[STATED TASK]: Only the lines from the one containing "the black bow" to the end of the records belong in the output; print them exactly.

[SOURCE MATERIAL]:
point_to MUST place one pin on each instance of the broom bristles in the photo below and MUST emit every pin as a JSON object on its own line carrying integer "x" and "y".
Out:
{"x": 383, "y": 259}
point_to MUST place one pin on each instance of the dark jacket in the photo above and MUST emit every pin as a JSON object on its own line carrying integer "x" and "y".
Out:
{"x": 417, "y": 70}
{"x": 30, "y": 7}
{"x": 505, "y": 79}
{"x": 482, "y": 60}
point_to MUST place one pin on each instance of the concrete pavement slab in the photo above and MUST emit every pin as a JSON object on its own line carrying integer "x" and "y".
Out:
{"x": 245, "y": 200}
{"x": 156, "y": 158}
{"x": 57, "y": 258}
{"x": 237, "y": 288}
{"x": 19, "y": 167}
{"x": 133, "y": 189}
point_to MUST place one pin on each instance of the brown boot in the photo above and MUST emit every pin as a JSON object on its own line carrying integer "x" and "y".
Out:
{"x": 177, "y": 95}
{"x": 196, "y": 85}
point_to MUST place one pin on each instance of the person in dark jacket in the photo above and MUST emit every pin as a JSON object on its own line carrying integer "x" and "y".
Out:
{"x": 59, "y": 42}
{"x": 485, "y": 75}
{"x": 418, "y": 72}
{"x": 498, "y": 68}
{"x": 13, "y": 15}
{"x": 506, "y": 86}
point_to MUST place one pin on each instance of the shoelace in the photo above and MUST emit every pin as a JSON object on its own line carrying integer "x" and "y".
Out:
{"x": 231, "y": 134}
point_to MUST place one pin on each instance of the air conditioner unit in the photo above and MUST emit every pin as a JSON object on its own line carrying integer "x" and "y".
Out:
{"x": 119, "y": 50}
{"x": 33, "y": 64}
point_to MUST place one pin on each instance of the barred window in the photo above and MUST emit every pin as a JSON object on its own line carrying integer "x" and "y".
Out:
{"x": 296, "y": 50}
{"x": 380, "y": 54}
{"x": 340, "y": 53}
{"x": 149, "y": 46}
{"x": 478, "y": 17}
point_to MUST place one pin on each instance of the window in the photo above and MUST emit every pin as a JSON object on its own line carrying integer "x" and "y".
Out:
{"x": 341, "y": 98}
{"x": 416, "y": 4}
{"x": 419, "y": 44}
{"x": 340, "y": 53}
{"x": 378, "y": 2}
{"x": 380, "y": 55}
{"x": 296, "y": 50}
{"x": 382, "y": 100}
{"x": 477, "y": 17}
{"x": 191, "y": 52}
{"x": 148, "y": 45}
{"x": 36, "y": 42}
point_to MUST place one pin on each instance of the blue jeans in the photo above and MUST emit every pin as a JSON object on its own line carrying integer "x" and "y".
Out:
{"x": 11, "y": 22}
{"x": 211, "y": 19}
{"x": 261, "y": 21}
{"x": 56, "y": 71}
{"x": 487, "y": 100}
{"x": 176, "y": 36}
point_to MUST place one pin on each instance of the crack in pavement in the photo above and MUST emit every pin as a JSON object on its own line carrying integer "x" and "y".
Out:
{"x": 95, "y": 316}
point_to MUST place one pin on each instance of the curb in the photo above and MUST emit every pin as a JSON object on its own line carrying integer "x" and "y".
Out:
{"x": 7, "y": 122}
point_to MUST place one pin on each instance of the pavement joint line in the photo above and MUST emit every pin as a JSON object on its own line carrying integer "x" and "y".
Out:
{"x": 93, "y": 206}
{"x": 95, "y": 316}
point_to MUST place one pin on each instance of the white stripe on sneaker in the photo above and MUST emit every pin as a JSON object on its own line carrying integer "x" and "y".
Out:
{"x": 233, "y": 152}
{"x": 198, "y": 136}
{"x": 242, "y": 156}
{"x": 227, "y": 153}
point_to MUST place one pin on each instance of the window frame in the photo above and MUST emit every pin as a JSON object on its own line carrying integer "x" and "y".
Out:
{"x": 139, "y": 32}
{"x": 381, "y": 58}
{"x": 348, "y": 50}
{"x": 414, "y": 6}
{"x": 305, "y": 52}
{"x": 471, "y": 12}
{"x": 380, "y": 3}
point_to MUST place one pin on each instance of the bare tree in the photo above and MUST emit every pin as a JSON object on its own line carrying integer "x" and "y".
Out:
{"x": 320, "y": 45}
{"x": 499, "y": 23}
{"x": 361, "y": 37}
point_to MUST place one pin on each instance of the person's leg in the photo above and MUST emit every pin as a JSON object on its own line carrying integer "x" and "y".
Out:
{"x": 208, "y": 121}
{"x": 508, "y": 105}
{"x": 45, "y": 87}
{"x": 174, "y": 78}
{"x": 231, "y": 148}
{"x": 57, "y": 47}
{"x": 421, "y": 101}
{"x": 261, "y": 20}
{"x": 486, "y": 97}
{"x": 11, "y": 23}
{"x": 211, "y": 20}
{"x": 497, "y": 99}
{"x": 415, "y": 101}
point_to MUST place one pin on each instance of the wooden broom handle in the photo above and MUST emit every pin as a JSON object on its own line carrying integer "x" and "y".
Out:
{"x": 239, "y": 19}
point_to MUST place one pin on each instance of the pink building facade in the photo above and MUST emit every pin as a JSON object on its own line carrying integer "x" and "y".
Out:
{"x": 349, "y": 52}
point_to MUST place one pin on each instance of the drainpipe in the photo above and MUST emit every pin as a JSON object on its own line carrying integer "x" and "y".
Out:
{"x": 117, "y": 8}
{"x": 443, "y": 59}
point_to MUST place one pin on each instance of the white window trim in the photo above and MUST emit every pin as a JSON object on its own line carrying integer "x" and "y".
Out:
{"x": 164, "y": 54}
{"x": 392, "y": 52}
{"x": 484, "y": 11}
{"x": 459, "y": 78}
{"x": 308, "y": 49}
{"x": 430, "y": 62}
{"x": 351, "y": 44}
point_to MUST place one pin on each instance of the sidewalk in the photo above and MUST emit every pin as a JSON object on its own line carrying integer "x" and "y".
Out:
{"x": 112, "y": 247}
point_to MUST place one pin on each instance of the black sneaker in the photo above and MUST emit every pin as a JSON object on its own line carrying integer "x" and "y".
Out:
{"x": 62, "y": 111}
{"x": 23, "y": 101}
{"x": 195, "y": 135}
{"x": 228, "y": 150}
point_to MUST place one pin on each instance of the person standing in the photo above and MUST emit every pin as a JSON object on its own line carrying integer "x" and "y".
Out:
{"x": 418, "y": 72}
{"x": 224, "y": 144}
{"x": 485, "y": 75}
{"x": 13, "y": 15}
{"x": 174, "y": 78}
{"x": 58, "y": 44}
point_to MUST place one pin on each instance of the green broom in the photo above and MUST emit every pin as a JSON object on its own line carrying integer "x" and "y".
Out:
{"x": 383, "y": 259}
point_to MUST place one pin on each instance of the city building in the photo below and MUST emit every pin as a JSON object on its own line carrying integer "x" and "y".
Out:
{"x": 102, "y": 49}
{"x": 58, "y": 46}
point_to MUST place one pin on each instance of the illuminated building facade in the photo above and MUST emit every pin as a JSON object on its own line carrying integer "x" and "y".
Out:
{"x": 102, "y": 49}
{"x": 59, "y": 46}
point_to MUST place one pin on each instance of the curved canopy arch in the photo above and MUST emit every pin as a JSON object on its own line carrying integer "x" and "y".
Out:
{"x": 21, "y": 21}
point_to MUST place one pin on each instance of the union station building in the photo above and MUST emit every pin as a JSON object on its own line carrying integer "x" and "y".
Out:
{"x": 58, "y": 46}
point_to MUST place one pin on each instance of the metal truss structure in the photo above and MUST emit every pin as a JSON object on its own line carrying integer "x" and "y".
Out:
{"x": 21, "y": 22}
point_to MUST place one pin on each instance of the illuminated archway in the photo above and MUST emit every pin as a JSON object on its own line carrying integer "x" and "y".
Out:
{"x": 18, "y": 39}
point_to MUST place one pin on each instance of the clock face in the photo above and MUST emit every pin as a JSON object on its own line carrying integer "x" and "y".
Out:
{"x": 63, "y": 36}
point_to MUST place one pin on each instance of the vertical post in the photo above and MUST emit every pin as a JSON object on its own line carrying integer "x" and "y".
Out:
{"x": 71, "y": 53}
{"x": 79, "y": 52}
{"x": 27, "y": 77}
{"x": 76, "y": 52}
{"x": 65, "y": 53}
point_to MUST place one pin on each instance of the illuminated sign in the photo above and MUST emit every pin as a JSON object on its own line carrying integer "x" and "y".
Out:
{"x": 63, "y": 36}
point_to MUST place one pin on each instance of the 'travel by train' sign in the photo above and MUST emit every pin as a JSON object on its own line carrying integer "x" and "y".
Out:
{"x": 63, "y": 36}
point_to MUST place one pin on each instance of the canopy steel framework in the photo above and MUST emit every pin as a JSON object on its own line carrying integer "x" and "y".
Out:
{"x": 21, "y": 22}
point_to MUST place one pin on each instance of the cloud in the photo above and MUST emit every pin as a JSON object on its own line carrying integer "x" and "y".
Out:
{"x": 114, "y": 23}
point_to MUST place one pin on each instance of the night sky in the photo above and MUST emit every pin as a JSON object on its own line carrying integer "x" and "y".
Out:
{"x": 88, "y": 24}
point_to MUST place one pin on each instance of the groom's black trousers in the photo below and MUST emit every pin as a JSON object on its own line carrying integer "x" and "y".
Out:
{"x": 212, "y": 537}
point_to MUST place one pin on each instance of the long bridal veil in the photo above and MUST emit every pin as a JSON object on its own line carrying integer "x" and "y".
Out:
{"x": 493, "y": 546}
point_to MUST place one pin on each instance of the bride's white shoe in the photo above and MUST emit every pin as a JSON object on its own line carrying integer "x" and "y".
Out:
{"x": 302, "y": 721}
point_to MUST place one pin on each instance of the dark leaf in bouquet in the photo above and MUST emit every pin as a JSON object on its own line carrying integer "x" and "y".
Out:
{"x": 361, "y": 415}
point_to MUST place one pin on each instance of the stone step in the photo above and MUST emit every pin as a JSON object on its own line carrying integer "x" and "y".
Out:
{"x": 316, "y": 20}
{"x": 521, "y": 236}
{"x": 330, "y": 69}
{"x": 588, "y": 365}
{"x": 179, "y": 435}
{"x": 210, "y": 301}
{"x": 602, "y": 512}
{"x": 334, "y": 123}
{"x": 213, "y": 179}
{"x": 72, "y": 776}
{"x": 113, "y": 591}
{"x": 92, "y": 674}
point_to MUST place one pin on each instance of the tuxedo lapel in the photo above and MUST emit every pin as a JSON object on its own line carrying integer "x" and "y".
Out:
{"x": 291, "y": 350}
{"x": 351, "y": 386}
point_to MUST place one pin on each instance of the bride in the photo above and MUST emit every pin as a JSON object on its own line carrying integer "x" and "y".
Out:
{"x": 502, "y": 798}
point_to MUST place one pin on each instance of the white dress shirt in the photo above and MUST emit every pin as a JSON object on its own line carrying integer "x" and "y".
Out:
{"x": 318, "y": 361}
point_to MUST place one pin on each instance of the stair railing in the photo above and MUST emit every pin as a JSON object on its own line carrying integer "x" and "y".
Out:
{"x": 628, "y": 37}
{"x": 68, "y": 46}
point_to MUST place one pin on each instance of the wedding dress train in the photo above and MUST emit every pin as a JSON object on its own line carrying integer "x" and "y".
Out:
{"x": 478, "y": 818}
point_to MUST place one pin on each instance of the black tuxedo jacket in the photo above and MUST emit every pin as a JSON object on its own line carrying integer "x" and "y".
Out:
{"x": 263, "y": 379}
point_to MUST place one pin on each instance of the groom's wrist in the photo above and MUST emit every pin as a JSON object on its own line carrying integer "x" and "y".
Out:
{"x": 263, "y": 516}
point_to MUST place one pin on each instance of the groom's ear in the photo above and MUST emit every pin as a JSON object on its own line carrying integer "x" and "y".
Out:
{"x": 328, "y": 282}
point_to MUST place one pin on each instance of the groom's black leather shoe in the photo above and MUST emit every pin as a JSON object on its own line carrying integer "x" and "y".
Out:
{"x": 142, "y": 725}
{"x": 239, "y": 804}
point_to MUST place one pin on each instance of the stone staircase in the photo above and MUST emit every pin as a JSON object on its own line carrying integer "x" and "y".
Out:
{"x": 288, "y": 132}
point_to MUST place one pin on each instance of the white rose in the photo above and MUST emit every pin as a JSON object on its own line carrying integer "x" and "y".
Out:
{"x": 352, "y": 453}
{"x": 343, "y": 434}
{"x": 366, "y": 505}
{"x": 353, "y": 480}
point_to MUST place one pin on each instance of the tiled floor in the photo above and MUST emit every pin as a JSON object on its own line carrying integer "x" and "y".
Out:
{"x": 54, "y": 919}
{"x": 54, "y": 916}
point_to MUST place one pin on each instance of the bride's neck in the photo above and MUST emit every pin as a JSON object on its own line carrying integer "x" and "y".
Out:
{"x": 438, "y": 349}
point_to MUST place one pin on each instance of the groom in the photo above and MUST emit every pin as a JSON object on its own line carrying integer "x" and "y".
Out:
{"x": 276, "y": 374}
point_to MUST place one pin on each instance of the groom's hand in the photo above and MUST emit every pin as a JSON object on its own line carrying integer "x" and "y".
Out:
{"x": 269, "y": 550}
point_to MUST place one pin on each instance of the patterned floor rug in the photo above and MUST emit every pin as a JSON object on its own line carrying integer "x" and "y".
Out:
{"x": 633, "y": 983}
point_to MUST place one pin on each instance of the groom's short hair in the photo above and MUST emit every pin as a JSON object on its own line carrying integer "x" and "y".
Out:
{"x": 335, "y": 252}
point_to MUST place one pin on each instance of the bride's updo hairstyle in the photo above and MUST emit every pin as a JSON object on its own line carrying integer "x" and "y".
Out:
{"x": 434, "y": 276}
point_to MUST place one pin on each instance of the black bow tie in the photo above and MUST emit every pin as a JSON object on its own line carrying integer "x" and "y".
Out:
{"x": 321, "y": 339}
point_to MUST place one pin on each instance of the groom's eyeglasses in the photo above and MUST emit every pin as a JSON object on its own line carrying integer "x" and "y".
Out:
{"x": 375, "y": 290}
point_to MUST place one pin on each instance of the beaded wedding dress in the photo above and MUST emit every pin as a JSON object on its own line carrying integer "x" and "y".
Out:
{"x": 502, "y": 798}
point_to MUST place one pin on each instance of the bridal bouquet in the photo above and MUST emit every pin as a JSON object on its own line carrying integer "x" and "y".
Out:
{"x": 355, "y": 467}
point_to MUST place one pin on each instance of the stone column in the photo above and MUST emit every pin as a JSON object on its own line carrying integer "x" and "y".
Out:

[OUTPUT FOR THIS TASK]:
point_to MUST place one pin on each instance of the black bow tie in the photo above and MUST emit every pin as a JSON object on its own line carrying integer "x" and "y".
Out:
{"x": 321, "y": 339}
point_to MUST place one pin on each instance of the groom's eyeglasses in the photo above and MUST emit every pin as a JSON object on its own line carrying integer "x" and "y".
Out:
{"x": 375, "y": 290}
point_to MUST place one pin on each instance of the beaded wedding dress in the photo above and MUST emit every pin as a JSON object on its own line carrying integer "x" and "y".
Out:
{"x": 502, "y": 798}
point_to MUST place one pin on each instance of the bridal bouquet in the photo above and MUST emit every pin as a JSON object on its own line carrying integer "x" and "y".
Out:
{"x": 355, "y": 467}
point_to MUST place one pin on each instance of the stone column in the photo above and MUST emit every pin as a JSON object on its own line carrying integer "x" and "y".
Out:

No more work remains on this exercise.